Instructions to follow: Rewrite the records from the line with "of the pine" through the end of the records, changing "marker" to "pin" and leaving everything else unchanged.
## START Extracted records
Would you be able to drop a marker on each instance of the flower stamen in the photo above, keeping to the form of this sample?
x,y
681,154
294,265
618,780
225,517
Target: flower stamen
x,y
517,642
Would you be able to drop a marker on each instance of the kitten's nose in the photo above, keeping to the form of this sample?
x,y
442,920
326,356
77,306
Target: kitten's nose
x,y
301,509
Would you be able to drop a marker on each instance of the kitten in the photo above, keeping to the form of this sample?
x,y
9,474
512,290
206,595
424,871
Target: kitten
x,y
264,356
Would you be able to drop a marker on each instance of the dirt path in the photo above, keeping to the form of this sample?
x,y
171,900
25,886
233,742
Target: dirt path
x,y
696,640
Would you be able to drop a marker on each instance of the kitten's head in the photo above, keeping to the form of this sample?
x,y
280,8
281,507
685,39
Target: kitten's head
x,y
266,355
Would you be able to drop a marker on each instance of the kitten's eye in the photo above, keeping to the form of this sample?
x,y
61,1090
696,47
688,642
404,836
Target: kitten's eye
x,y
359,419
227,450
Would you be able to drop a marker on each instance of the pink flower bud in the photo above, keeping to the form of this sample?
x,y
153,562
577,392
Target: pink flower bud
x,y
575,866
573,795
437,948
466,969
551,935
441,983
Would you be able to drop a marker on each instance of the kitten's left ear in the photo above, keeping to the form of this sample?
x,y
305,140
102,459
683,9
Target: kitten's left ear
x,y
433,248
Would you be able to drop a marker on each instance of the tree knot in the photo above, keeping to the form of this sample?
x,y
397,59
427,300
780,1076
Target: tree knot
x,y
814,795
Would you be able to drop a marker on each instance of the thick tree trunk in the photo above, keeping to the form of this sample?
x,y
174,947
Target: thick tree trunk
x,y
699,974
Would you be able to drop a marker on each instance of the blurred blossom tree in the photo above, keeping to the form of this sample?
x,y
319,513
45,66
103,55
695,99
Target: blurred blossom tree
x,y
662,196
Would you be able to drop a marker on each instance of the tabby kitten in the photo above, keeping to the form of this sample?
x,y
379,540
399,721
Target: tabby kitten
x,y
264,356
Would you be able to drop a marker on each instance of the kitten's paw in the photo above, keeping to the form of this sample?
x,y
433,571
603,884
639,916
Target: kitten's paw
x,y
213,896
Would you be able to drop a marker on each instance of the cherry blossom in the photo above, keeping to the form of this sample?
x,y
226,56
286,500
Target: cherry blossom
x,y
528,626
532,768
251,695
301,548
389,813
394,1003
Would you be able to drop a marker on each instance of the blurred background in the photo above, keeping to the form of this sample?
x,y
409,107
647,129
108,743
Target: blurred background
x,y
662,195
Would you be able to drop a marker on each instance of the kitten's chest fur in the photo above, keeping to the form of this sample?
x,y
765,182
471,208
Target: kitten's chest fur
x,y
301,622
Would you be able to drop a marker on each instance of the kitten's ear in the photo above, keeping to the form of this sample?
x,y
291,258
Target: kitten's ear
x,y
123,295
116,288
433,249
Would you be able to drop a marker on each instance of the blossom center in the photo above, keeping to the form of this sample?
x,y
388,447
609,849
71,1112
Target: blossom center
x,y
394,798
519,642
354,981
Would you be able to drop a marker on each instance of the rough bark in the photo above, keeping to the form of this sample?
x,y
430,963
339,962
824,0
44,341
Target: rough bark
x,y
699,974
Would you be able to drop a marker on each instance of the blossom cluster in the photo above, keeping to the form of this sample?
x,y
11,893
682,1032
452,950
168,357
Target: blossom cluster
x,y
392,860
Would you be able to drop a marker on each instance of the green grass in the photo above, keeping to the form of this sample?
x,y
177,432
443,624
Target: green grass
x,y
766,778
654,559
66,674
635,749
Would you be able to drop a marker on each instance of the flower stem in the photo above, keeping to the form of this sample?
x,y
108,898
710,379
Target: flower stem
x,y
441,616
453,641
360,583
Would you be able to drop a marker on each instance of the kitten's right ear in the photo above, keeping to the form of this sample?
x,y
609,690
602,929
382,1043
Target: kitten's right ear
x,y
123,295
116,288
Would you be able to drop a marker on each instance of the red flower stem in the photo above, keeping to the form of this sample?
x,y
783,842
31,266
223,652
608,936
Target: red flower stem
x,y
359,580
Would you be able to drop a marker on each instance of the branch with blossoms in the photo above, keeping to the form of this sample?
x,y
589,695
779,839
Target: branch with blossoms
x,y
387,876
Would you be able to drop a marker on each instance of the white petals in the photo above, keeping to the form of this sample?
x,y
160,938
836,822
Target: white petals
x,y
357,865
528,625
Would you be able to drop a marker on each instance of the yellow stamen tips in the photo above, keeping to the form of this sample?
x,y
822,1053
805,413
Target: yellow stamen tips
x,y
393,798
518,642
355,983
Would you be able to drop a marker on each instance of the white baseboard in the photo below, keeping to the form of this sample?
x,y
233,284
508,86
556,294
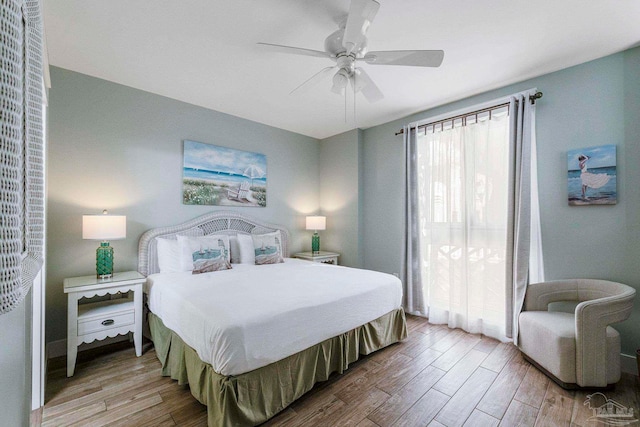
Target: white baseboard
x,y
59,348
628,364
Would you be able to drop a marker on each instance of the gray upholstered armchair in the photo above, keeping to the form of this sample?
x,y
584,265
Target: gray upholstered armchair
x,y
580,348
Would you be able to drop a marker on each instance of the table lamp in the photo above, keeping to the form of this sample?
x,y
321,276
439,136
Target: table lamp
x,y
104,227
316,223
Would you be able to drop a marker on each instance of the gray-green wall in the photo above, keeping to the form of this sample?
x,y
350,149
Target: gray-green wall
x,y
340,194
117,147
587,105
111,146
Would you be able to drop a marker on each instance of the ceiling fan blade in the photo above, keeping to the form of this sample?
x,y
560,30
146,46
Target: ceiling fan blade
x,y
363,83
361,13
415,58
313,80
295,50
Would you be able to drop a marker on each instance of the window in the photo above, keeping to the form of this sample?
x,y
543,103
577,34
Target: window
x,y
463,172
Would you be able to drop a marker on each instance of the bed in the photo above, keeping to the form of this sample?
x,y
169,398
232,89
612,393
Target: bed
x,y
252,339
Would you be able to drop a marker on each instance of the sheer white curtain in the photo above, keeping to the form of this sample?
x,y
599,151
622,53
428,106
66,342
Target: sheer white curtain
x,y
463,182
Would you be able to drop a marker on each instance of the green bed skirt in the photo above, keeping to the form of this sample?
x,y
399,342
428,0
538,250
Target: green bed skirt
x,y
252,398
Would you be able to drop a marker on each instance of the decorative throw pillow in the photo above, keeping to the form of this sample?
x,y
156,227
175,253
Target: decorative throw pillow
x,y
267,248
205,254
242,249
168,255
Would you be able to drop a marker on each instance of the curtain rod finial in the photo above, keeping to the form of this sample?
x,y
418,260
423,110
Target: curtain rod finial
x,y
535,96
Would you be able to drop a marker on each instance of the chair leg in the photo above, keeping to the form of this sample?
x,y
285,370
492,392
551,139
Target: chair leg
x,y
566,386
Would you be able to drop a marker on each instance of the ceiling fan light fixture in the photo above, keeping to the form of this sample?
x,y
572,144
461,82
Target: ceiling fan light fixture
x,y
340,81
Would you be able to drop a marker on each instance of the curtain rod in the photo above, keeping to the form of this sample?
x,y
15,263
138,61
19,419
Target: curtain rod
x,y
532,98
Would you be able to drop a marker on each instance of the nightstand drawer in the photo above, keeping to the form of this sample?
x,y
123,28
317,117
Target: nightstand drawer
x,y
90,326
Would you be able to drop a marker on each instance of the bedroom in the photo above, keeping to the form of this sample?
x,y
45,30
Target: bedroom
x,y
118,147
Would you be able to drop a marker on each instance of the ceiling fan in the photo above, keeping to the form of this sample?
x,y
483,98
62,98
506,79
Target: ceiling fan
x,y
348,45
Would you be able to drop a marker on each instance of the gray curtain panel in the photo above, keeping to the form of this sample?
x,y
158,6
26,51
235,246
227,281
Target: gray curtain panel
x,y
519,227
414,302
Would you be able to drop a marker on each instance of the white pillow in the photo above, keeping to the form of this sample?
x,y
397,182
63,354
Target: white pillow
x,y
204,254
267,248
242,249
168,255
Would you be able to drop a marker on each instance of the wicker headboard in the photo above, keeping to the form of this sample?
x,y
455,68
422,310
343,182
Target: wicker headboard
x,y
218,222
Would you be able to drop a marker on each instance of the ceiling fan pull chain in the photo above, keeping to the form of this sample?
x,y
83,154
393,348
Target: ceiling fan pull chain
x,y
355,121
345,105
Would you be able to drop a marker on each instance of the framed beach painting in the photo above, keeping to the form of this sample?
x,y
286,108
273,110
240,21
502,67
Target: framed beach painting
x,y
221,176
592,178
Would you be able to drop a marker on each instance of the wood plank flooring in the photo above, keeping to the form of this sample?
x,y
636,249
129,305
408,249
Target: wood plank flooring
x,y
437,377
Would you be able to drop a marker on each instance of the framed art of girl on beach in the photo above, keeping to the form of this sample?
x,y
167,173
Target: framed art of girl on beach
x,y
592,176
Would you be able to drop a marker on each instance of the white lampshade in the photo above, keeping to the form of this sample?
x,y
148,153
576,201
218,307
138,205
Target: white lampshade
x,y
104,227
316,223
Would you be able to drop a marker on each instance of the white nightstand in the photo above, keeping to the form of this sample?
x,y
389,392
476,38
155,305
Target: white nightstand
x,y
99,320
323,257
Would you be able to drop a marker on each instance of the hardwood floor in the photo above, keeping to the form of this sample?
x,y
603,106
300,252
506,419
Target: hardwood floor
x,y
437,377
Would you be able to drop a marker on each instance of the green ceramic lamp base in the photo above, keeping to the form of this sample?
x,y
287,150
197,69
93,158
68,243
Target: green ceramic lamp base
x,y
104,261
315,243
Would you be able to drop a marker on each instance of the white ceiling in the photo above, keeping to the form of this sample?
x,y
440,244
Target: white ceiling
x,y
204,51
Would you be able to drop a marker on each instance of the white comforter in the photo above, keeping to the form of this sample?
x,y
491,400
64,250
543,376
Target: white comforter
x,y
242,319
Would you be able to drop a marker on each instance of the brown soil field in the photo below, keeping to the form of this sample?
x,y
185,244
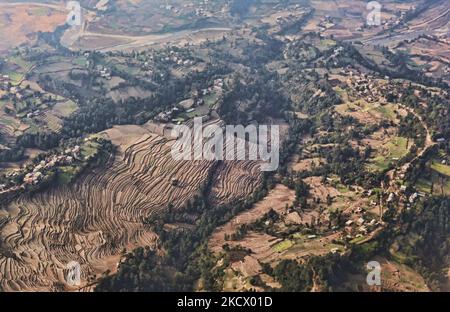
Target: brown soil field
x,y
95,218
276,200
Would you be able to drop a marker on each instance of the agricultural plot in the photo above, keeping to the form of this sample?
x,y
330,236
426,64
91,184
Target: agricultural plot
x,y
388,153
435,179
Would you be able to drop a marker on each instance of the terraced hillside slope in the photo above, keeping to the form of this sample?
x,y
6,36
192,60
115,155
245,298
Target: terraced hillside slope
x,y
95,219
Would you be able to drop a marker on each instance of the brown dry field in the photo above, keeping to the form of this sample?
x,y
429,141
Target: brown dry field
x,y
276,200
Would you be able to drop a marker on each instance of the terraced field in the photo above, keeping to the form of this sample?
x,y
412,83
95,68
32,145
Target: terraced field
x,y
93,220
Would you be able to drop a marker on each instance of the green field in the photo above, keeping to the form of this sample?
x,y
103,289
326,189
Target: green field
x,y
441,168
396,148
282,246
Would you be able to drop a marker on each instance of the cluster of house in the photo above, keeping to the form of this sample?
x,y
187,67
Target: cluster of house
x,y
104,72
189,105
14,91
199,9
4,82
38,172
326,23
359,226
367,87
217,87
176,58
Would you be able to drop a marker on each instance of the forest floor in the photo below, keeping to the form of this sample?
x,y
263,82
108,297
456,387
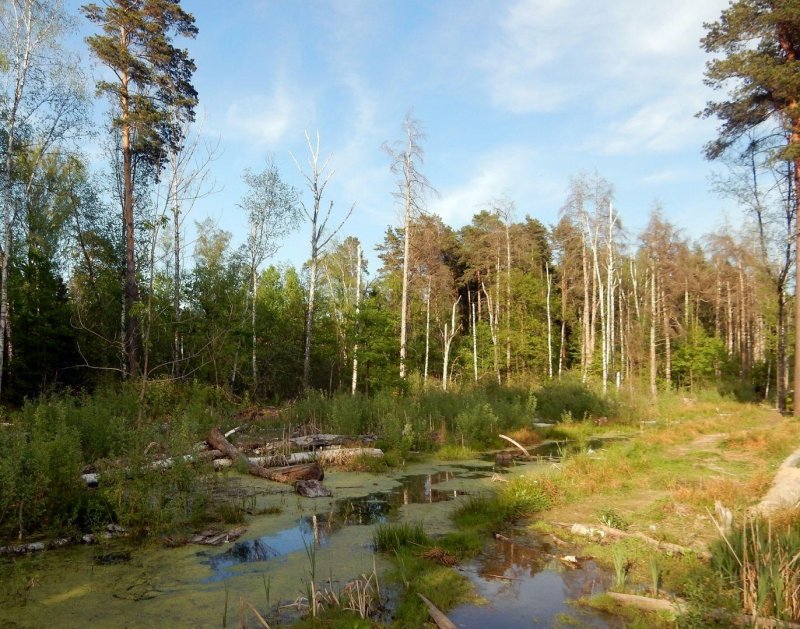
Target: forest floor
x,y
664,483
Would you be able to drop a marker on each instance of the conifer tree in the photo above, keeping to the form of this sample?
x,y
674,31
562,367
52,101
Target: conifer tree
x,y
153,97
757,44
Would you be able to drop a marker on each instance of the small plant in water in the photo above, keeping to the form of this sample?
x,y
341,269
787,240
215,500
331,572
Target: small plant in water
x,y
620,568
393,537
655,575
612,518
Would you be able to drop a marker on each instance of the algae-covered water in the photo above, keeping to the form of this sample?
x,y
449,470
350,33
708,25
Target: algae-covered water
x,y
192,586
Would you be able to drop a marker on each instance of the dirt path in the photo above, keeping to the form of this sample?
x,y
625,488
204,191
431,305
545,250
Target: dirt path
x,y
785,490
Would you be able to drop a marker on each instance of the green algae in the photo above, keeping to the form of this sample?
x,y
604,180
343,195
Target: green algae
x,y
178,587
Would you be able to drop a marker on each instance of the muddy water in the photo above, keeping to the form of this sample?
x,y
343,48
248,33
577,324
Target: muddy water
x,y
191,586
524,585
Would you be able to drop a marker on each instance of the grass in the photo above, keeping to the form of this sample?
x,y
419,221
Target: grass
x,y
389,538
760,560
455,452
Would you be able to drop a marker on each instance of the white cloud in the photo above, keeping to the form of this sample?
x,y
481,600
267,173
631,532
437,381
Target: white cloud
x,y
508,170
268,119
554,54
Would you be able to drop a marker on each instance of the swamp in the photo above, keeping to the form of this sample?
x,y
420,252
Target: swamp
x,y
399,314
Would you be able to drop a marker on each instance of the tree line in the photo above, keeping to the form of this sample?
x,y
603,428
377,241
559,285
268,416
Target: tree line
x,y
98,283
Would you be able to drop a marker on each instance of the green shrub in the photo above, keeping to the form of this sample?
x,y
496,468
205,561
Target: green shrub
x,y
570,396
394,537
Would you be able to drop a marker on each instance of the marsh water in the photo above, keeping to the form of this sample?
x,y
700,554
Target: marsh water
x,y
193,586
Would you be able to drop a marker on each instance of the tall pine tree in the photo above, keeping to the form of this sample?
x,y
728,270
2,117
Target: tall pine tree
x,y
757,45
153,97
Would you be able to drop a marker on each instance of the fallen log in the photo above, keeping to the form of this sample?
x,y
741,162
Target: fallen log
x,y
335,456
312,489
442,621
646,603
214,537
516,443
290,474
588,531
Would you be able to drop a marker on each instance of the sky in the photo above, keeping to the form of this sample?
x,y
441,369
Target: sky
x,y
515,97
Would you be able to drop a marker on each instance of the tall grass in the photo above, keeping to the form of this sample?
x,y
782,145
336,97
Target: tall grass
x,y
50,441
424,421
761,561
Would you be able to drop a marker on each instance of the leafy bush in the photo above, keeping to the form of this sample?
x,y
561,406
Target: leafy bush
x,y
570,397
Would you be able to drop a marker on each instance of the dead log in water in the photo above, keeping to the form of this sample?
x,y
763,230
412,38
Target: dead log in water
x,y
290,474
442,621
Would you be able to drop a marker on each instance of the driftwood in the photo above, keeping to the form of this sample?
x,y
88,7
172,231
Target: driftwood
x,y
214,537
646,603
334,456
290,474
516,443
607,531
442,621
312,489
112,530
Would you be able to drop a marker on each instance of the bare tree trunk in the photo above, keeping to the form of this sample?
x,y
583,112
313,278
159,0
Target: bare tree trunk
x,y
176,274
493,308
562,350
449,335
796,173
312,290
586,313
508,298
404,298
253,295
653,315
474,343
427,335
354,384
549,324
667,340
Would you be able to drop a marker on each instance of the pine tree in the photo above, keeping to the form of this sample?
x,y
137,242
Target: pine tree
x,y
758,44
153,97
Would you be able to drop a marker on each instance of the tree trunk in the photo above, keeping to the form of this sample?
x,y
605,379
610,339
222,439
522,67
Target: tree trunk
x,y
653,314
312,289
474,343
549,324
254,342
306,471
508,299
354,383
131,288
404,298
427,335
667,340
796,391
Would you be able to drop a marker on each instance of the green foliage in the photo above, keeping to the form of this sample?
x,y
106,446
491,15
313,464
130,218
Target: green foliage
x,y
569,396
389,538
50,441
758,561
40,484
472,416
## END Extracted records
Problem solution:
Would you be able to drop a pin on each instance of the pine tree in the photo above, keeping to the form of this sample?
x,y
137,242
Target: pine tree
x,y
758,44
153,97
Would you be able to drop a pin on each instance of the tree trunk in the photo above, keeping to the form of this sample?
x,y
605,379
610,339
222,439
522,67
Target: tree trunk
x,y
653,314
312,289
474,343
549,324
254,342
306,471
508,299
354,383
131,288
404,298
427,335
667,340
796,391
Would you be able to drop a pin on each instance of the green foliage in the photo above, keeping to the form of this sample?
x,y
106,446
491,15
313,464
130,218
Target: green foliage
x,y
569,396
389,538
50,441
758,561
40,484
472,416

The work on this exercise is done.